— start of Data in this exercise —

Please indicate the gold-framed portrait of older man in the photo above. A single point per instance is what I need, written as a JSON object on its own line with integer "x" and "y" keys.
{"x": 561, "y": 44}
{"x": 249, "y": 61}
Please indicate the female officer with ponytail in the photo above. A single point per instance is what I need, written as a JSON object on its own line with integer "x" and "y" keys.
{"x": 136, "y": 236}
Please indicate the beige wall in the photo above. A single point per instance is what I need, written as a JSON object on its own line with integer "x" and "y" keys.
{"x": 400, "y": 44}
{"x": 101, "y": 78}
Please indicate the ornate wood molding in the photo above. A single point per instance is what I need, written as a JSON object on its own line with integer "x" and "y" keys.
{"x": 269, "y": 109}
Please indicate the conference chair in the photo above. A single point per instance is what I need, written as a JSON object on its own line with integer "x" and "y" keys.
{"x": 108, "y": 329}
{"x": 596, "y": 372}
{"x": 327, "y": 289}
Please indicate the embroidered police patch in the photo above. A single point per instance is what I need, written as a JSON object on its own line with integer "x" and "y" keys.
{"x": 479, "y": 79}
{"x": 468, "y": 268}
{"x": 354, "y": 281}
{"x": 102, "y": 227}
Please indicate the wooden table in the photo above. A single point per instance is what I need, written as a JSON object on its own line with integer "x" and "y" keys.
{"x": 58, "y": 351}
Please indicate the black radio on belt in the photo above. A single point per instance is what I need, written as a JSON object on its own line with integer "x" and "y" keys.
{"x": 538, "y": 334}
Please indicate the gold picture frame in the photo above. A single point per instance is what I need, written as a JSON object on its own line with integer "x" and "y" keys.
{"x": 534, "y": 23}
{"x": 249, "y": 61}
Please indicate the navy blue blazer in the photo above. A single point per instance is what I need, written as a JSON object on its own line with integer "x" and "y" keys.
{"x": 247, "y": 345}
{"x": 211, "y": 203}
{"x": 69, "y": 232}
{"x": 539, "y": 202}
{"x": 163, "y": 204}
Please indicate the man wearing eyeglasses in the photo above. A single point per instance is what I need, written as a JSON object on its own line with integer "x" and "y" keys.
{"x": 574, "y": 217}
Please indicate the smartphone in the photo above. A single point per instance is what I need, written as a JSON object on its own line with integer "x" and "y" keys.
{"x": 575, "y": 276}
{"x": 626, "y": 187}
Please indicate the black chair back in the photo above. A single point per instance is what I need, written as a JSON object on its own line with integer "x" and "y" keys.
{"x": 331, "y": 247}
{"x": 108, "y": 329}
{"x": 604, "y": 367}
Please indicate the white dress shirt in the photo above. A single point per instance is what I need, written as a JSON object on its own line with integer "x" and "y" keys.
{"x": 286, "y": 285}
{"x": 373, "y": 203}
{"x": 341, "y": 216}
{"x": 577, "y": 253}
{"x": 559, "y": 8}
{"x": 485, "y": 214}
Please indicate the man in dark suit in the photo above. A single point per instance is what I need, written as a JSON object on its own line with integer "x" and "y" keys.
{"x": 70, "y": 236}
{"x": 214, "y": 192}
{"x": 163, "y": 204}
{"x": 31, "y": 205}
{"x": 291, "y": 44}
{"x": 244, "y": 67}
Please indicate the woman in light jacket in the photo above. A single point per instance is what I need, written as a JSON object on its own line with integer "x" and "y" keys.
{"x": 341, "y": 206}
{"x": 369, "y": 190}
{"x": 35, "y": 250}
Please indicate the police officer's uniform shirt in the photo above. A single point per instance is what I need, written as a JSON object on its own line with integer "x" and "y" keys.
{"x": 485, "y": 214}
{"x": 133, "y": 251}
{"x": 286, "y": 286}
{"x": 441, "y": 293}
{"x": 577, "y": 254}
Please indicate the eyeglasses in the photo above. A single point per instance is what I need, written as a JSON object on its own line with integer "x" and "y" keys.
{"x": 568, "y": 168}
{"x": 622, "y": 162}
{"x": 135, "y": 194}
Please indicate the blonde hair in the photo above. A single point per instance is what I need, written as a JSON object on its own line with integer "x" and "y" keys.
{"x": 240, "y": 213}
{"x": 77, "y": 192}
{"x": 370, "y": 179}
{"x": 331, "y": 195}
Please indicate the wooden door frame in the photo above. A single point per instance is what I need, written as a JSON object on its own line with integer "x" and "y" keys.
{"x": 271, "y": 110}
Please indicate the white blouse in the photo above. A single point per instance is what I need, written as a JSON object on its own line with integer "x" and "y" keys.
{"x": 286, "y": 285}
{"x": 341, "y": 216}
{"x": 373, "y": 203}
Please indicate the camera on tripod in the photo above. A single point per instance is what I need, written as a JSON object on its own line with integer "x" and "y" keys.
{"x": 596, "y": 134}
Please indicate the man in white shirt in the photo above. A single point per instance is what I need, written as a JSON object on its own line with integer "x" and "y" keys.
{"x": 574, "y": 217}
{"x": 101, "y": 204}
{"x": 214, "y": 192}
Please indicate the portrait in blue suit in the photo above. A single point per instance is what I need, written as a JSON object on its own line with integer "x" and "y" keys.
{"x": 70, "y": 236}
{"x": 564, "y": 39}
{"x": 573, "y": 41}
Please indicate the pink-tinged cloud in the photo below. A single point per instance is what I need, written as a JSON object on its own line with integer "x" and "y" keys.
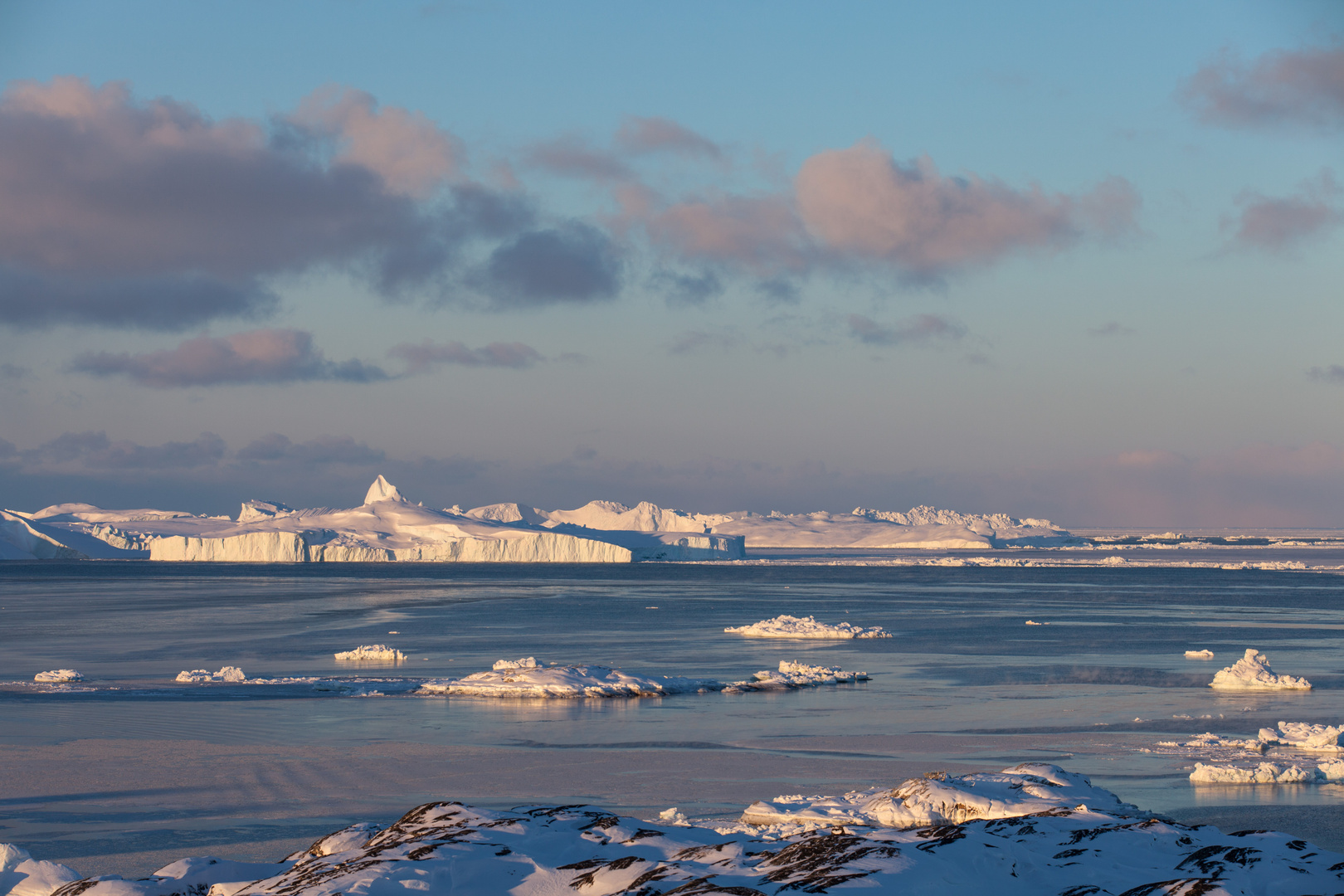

— end of Data in this exercise —

[Exercise goal]:
Copy every line above word for word, leaving the pictures out.

[Answer to the exercise]:
Please indicate the gold-framed portrait of older man in the photo above. A single point per instance is what I need, written as a JSON object on its own line with integer "x" and "y" keys.
{"x": 561, "y": 44}
{"x": 249, "y": 61}
Please indicate the female officer with ponytail in the photo above. A single point per instance is what I need, written as a JSON object on its own line with integer "x" and "y" keys.
{"x": 136, "y": 236}
Please indicate the beige wall in the photo above. A single point per instance is what I need, written as a JSON object on its own line with integer "x" and "y" keys.
{"x": 400, "y": 44}
{"x": 101, "y": 78}
Please indicate the ornate wood molding in the photo above. A single point per instance is what I need, written as a JSON object on its own line with integer "x" and "y" keys.
{"x": 269, "y": 109}
Please indicate the conference chair in the photo above. A single point per instance is what I need, written as a JSON object on its own line with integer "x" and "y" keys.
{"x": 108, "y": 329}
{"x": 596, "y": 372}
{"x": 327, "y": 289}
Please indicate the embroidered police patch in the photo above. A single point per instance is what I need, written as a JSON object on its own line with integer "x" and "y" keys.
{"x": 479, "y": 79}
{"x": 468, "y": 268}
{"x": 354, "y": 281}
{"x": 102, "y": 227}
Please indicate the wooden table in the photo above. A single point per instance is what I need, written as a JSON object on its own line with integer "x" and "y" keys.
{"x": 58, "y": 351}
Please indicate the black radio on belt in the photo above. A single point per instance is what I need, written as a JSON object on its own line with integer "x" and "y" keys.
{"x": 538, "y": 334}
Please indicate the gold picture frame in the photo above. A single point per instance is what I need, written as a JSON object on its own line with integer "x" and "y" keys.
{"x": 534, "y": 23}
{"x": 249, "y": 61}
Please indicate the navy blue blazer in the photo above. A single point per instance is what I need, written as a JSON object on its own line with integer "x" and "y" keys.
{"x": 247, "y": 345}
{"x": 211, "y": 203}
{"x": 69, "y": 232}
{"x": 539, "y": 202}
{"x": 163, "y": 204}
Please indicate the man wearing eyeglasses in the photo above. A single point per instance is what I need, written as a JSON object on its own line with integer "x" and "y" keys.
{"x": 574, "y": 217}
Please indicate the smartphone in the photo above. A single point per instance is what I need, written as a JSON object on its own line with integer "x" and "y" keys.
{"x": 575, "y": 276}
{"x": 626, "y": 187}
Please indicate the black chair back in the photo above. A single point per instance is what I need, written as a JSON object on its own line with integer "x" and "y" keys.
{"x": 331, "y": 247}
{"x": 108, "y": 329}
{"x": 604, "y": 367}
Please indicate the white dress shirt in the photo above. A single point per instance is what I need, written as a JSON object on its own line with integer "x" and "y" keys.
{"x": 286, "y": 285}
{"x": 373, "y": 203}
{"x": 341, "y": 216}
{"x": 577, "y": 253}
{"x": 559, "y": 8}
{"x": 485, "y": 214}
Please indicate the man in dark suit in the photo above. A single point per instance is what I need, written as a JSON object on its own line with integer "x" and "y" keys.
{"x": 70, "y": 236}
{"x": 214, "y": 192}
{"x": 163, "y": 204}
{"x": 31, "y": 205}
{"x": 291, "y": 44}
{"x": 244, "y": 67}
Please indicate the woman in light jacket in the photo above. A single point per instance is what I need, written as a JSON object on its own line with integer "x" and "y" keys.
{"x": 341, "y": 206}
{"x": 369, "y": 190}
{"x": 35, "y": 250}
Please indicate the police officer's uniform shirt in the photo above. A single point per instance is what I need, written as a JSON object on its own line with integer "x" and "y" keys.
{"x": 485, "y": 214}
{"x": 133, "y": 251}
{"x": 286, "y": 286}
{"x": 441, "y": 293}
{"x": 577, "y": 254}
Please indicate the eyeglasses in the photo above. A single point per instance is what I need, written as a JSON object on its own line with integer "x" and "y" keys.
{"x": 568, "y": 168}
{"x": 622, "y": 162}
{"x": 135, "y": 194}
Please indicate the blonde hair in the photo above. A single point per instance is what I need, written as a JSON object on its own line with integer "x" and "y" keys.
{"x": 240, "y": 213}
{"x": 77, "y": 192}
{"x": 370, "y": 179}
{"x": 331, "y": 195}
Please indicate the wooden door frame in the photo above. A single point per instance is what I need, written as a JSON object on its own line with integer "x" and "y" keys.
{"x": 271, "y": 110}
Please indicate the white blouse in the photo above. A single point per instance is what I need, written as a JSON object on its own line with integer "x" and "y" keys.
{"x": 286, "y": 285}
{"x": 341, "y": 216}
{"x": 373, "y": 203}
Please indicate the camera on tripod in the photo above. A single point per instance is what I need, written as a JSON object on its own line with integer "x" and "y" keys.
{"x": 596, "y": 134}
Please indicate the man in white shirt in the photo above. A single point per instance is what I need, written as a JSON object on its own line with integer "x" and "y" keys.
{"x": 574, "y": 217}
{"x": 101, "y": 204}
{"x": 214, "y": 192}
Please indicate the portrait in blue suit in the photo above. A single point per instance is what I need, written as a JSON object on its own line with integer "x" and "y" keys.
{"x": 70, "y": 236}
{"x": 564, "y": 39}
{"x": 573, "y": 41}
Please indicate the pink-tinged cloud in the photo below. A single point per instance is what I need, written as a JSON object on its own line with integer "x" and "y" keys.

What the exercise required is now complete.